*** Opening EXERCISE INPUT ***

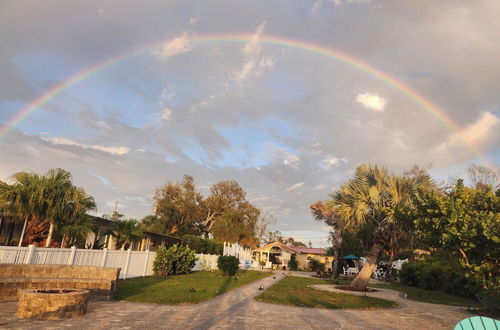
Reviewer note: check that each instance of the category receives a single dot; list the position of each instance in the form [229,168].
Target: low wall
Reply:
[100,281]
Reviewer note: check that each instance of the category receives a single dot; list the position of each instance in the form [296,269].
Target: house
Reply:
[11,230]
[278,255]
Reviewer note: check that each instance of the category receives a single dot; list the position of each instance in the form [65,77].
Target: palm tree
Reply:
[375,197]
[48,198]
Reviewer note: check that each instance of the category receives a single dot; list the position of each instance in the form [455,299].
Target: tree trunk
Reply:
[379,242]
[22,233]
[336,263]
[51,232]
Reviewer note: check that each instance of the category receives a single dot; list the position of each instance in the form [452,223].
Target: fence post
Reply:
[29,256]
[104,255]
[146,262]
[127,260]
[72,255]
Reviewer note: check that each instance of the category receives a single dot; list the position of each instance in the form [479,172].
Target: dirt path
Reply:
[237,310]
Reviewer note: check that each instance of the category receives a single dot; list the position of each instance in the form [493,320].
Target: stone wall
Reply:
[100,281]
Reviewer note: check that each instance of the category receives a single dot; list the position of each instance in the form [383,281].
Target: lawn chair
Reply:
[477,323]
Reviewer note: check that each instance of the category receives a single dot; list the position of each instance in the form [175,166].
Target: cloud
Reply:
[178,45]
[103,180]
[166,114]
[371,101]
[255,64]
[476,132]
[111,150]
[321,186]
[295,186]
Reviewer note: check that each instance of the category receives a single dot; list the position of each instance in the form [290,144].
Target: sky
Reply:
[288,123]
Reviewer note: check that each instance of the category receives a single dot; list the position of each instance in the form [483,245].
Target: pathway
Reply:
[237,310]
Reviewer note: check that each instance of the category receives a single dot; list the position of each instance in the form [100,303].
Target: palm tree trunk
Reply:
[51,232]
[336,263]
[22,233]
[379,242]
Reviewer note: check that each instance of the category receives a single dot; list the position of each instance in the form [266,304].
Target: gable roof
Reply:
[292,249]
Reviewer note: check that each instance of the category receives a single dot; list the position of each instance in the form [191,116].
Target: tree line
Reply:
[388,213]
[55,212]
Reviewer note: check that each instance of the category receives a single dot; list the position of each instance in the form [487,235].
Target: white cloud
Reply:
[255,64]
[178,45]
[295,186]
[474,133]
[166,114]
[331,161]
[320,187]
[68,142]
[371,101]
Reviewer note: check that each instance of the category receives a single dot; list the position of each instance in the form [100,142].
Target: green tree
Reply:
[180,207]
[465,221]
[126,232]
[47,199]
[374,197]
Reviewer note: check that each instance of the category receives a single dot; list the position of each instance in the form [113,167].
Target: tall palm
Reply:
[47,198]
[375,197]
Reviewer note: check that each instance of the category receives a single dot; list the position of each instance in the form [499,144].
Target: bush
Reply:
[292,264]
[437,275]
[173,261]
[316,266]
[229,265]
[203,245]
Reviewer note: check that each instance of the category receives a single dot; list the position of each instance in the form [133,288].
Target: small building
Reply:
[11,229]
[278,255]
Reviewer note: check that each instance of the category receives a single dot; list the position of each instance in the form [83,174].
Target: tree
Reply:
[45,200]
[125,232]
[180,207]
[324,211]
[465,222]
[227,196]
[374,197]
[483,176]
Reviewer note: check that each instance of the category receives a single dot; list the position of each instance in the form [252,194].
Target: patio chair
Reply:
[353,270]
[477,323]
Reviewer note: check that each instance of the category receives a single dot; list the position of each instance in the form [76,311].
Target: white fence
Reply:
[132,263]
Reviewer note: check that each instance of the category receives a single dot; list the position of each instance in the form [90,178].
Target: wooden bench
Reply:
[100,281]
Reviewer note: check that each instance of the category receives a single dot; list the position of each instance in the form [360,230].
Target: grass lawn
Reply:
[294,291]
[183,289]
[434,297]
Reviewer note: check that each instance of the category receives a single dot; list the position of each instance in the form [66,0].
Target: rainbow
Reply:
[330,53]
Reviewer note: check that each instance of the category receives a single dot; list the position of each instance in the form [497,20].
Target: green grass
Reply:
[428,296]
[178,289]
[295,291]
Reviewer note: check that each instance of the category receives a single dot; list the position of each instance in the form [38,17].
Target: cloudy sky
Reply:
[289,124]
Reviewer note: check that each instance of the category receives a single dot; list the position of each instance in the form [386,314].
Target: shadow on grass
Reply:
[225,285]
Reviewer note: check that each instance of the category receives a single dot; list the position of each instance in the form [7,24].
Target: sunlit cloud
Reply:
[371,101]
[68,142]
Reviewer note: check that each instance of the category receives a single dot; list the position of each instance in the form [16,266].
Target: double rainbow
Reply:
[330,53]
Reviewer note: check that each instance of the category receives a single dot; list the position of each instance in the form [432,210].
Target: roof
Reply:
[292,249]
[310,250]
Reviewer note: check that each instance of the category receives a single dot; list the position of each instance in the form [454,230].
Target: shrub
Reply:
[173,261]
[292,264]
[438,275]
[229,265]
[203,245]
[316,266]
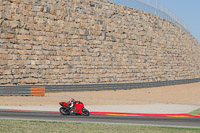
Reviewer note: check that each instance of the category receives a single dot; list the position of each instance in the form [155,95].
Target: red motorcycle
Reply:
[77,109]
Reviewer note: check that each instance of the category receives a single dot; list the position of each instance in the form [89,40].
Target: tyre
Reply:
[86,112]
[64,111]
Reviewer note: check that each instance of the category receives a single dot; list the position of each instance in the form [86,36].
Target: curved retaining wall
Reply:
[90,42]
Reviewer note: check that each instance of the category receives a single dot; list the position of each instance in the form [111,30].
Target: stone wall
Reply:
[90,41]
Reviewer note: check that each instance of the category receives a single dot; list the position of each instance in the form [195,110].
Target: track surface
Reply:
[135,120]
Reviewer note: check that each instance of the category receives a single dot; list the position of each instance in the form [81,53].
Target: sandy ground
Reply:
[187,94]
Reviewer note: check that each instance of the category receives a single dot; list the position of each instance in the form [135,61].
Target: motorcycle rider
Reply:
[71,103]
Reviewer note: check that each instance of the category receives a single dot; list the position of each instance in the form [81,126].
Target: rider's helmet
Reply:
[72,100]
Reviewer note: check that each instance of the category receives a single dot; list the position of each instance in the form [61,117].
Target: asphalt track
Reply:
[192,122]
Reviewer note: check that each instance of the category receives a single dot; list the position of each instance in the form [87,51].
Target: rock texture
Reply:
[91,41]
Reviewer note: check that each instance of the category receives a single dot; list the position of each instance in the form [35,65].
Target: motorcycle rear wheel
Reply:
[86,112]
[64,111]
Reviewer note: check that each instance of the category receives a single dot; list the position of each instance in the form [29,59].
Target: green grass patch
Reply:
[25,126]
[195,112]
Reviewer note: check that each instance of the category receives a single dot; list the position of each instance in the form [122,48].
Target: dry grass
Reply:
[178,94]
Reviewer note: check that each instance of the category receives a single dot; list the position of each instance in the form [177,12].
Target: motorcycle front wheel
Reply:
[86,112]
[64,111]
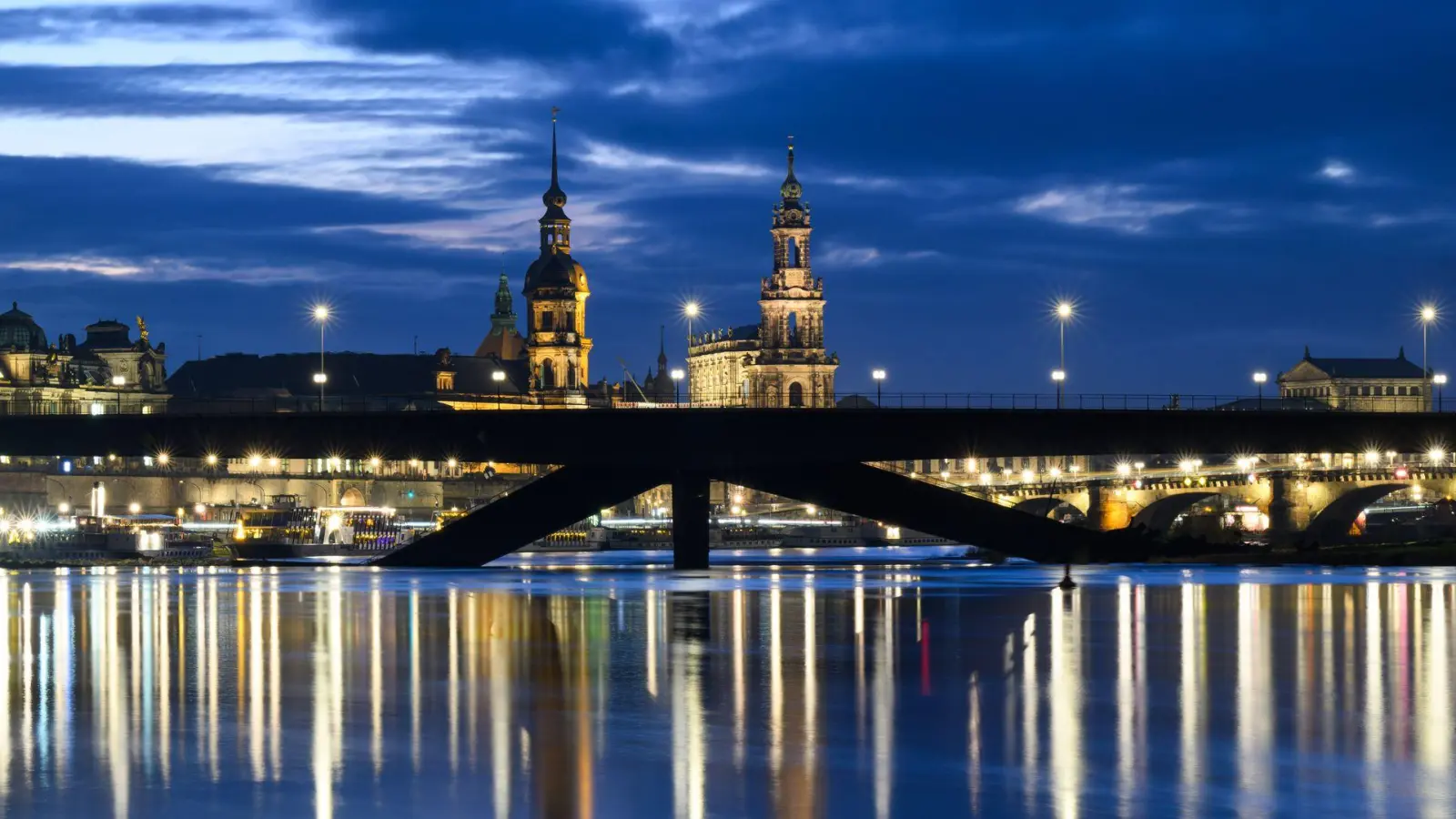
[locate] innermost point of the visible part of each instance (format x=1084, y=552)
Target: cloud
x=1114, y=207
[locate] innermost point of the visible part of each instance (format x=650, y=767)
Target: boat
x=102, y=538
x=660, y=537
x=858, y=533
x=284, y=531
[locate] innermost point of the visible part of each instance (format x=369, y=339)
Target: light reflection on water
x=763, y=691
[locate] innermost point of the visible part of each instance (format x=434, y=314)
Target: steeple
x=555, y=225
x=504, y=315
x=791, y=212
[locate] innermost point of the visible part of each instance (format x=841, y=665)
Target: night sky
x=1216, y=182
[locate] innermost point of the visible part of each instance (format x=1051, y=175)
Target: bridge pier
x=691, y=525
x=1281, y=508
x=1106, y=509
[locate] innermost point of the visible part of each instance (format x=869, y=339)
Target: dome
x=19, y=331
x=555, y=270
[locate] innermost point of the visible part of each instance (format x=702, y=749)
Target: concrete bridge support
x=1107, y=509
x=691, y=511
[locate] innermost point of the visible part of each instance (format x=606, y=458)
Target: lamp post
x=1065, y=310
x=320, y=315
x=1429, y=317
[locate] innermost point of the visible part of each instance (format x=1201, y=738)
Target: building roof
x=239, y=375
x=1398, y=368
x=19, y=331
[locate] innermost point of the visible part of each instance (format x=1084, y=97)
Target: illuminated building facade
x=779, y=361
x=1373, y=385
x=106, y=373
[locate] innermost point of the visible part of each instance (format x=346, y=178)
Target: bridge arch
x=1045, y=506
x=1159, y=515
x=1332, y=523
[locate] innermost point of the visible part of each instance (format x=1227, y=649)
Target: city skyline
x=218, y=167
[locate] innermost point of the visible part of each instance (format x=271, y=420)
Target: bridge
x=604, y=457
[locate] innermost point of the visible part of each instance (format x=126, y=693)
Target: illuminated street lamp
x=497, y=379
x=1429, y=317
x=320, y=315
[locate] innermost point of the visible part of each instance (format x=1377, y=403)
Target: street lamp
x=1065, y=312
x=320, y=315
x=1429, y=317
x=497, y=379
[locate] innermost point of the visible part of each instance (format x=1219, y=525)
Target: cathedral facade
x=781, y=360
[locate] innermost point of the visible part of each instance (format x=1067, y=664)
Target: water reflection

*** Closing EXERCISE INPUT ***

EXERCISE OBJECTIVE
Your reply should be an exact copy of every line from the line with "(format x=1227, y=649)" through the final line of the data, and nothing more.

EXERCISE OUTPUT
[locate] innermost point of the visible part of each instance (format x=1227, y=649)
Target: city skyline
x=218, y=167
[locate] innermost point of the visible part of each instance (format x=271, y=420)
Target: bridge
x=604, y=457
[locate] innermost point of the visible part of each instance (format x=126, y=693)
Target: illuminated street lamp
x=497, y=379
x=1429, y=317
x=320, y=315
[locate] innermost point of the visible part of each instance (format x=1377, y=403)
Target: street lamp
x=1065, y=312
x=320, y=315
x=1429, y=317
x=497, y=379
[locate] innermost point of the visible part of each instance (format x=1219, y=525)
Target: cathedral facade
x=781, y=360
[locate] innermost point of the visible part of each instance (format x=1067, y=664)
Target: water reflection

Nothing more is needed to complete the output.